과제 요구 사항 -
"I would be grateful if you could indicate the blue wooden"이 들어 있는 줄부터 자료 끝까지의 줄들을 다시 적되, "blue"를 "green"로 바꾸고 나머지는 모두 그대로 두세요.

#### 제공 자료

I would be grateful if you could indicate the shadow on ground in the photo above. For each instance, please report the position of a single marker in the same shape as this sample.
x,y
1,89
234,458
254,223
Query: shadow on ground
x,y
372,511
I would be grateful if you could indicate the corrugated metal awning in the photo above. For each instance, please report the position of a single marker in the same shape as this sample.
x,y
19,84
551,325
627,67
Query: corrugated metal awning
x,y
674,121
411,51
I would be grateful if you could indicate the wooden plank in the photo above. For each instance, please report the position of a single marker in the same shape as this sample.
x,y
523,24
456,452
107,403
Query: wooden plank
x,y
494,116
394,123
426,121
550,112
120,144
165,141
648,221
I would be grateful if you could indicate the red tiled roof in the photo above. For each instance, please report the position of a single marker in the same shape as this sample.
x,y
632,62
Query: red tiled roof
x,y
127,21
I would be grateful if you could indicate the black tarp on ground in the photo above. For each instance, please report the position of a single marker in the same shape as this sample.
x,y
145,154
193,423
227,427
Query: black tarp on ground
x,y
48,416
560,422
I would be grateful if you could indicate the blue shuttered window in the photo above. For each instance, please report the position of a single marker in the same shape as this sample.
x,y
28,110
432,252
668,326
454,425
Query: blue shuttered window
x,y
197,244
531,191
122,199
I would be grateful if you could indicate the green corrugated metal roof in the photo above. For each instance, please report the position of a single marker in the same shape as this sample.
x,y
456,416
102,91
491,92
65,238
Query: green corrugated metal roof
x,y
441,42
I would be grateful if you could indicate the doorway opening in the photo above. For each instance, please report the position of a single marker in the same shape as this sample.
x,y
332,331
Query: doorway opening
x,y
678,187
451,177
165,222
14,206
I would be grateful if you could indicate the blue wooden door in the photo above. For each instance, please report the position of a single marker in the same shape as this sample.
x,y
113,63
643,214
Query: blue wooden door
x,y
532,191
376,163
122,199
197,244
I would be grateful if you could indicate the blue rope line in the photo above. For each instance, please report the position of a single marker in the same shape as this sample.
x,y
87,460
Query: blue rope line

########

문제 풀이 -
I would be grateful if you could indicate the green wooden door in the photo above. For each instance, please report the position of a single marker in the same shape as this sample.
x,y
113,63
643,214
Query: green wooden door
x,y
532,191
376,163
122,199
197,244
I would be grateful if you could indicate the green rope line in the photo above. For each instance, please report the position of a single marker in the same shape as this sample.
x,y
87,460
Query: green rope line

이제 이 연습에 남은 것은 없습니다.